Excerto do texto:
%%

A nova sociedade socialista não pode ser uma sociedade de escassez, mas sim sociedade da abundância. O socialismo, e principalmente o comunismo em sua fase superior, é conceptualizado como uma sociedade da abundância, e não da escassez. A superação da "necessidade evanescente" (a coação para trabalhar de forma alienada) só é possível quando a base material da escassez é eliminada.


Marx não nega que a humanidade sempre enfrentou a escassez. No entanto, ele argumenta que o capitalismo, de forma contraditória, gera uma abundância material nunca antes vista por conta do desenvolvimento das forças produtivas, mas a distribui de maneira tão desigual que a maioria da sociedade continua a viver em estado de necessidade e escassez relativa.


O capitalismo desenvolve as forças produtivas (máquinas, tecnologia, ciência) a um ponto onde o potencial para suprir as necessidades básicas de todos existe. No entanto, a produção não é orientada para satisfazer necessidades humanas, mas para a accumulação de capital e a geração de lucro. Isso leva à superprodução, ao desperdício e à restrição artificial da produção para manter os preços e a lucratividade.


Portanto, a escassez sob o capitalismo é, em grande medida, uma escassez socialmente imposta, não absoluta. É uma escassez dentro da abundância. O socialismo (a fase inferior da sociedade comunista, conforme descrita por Marx em Crítica ao Programa de Gotha) começa a reorganizar a sociedade para superar essa contradição com a socialização dos meios de produção.


Ao colocar as fábricas, terras e bancos sob controle social, a produção pode ser planeada democraticamente para atender às necessidades humanas, e não à busca do lucro. Com a automação e a eliminação do trabalho redundante e da produção destrutiva (ex.: publicidade excessiva, obsolescência programada), a quantidade de trabalho necessária para manter a sociedade diminui drasticamente. Isto é crucial.

%%

Tarefa proposta 1: Segundo o excerto, em que obra Marx descreve o socialismo como a fase inferior da sociedade comunista?
Tarefa proposta 2: Enumere os exemplos de forças produtivas que o excerto apresenta entre parênteses.

Material fornecido:
%%

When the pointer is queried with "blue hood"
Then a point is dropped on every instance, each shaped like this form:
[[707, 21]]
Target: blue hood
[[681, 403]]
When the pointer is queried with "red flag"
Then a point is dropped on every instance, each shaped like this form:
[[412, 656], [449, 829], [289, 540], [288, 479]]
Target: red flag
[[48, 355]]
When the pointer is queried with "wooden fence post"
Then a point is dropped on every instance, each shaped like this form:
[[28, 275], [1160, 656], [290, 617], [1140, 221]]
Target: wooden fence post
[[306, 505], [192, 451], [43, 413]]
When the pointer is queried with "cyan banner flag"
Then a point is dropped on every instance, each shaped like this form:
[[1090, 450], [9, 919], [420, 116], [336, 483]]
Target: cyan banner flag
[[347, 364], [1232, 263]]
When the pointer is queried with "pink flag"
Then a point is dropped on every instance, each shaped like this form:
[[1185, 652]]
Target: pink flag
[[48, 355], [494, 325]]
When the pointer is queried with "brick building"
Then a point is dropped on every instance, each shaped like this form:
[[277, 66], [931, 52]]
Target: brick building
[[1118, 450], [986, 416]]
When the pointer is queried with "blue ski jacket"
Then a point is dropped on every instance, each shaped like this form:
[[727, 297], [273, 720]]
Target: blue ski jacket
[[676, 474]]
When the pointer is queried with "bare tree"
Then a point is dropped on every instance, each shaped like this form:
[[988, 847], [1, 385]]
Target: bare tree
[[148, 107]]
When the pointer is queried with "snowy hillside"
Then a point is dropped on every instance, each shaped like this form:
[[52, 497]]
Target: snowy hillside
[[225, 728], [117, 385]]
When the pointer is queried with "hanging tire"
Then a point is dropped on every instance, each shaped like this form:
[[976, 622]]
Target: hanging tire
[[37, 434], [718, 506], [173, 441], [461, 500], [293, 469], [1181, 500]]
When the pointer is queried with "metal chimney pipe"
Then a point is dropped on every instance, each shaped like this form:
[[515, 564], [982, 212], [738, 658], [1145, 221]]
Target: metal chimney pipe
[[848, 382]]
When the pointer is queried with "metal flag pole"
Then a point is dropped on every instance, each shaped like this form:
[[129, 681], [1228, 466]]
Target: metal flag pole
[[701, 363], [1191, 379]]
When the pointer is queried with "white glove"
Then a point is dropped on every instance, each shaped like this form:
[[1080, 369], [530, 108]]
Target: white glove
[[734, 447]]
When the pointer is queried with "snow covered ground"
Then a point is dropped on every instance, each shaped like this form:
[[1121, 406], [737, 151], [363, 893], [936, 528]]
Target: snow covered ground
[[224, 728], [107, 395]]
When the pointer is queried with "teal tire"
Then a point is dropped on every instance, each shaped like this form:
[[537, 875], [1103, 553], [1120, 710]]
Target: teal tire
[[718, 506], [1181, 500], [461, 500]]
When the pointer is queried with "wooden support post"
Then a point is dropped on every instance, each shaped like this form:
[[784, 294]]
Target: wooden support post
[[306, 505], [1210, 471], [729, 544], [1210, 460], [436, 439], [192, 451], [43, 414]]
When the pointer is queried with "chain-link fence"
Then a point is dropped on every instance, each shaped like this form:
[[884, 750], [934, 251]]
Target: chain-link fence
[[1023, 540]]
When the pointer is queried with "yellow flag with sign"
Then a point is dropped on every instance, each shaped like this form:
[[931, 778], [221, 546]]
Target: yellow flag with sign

%%

Resultado da tarefa 1: Em Crítica ao Programa de Gotha.

Resultado da tarefa 2: Máquinas, tecnologia e ciência.